◆ Items listed in a dataset ◆
::::

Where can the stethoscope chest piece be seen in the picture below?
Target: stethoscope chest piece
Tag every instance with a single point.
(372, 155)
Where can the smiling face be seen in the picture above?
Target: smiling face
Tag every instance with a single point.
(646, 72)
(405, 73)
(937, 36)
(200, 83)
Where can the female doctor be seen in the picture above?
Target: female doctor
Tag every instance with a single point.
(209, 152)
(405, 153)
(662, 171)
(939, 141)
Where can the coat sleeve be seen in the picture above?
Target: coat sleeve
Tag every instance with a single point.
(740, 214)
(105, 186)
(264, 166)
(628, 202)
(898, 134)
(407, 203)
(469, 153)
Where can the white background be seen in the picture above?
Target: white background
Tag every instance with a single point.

::::

◆ Description of the task ◆
Locate the word "stethoscope" in the entries, and copy every line where it is found.

◆ Answer to the problem ◆
Where can the stethoscope chest piece be seen in the picture below?
Target: stethoscope chest piece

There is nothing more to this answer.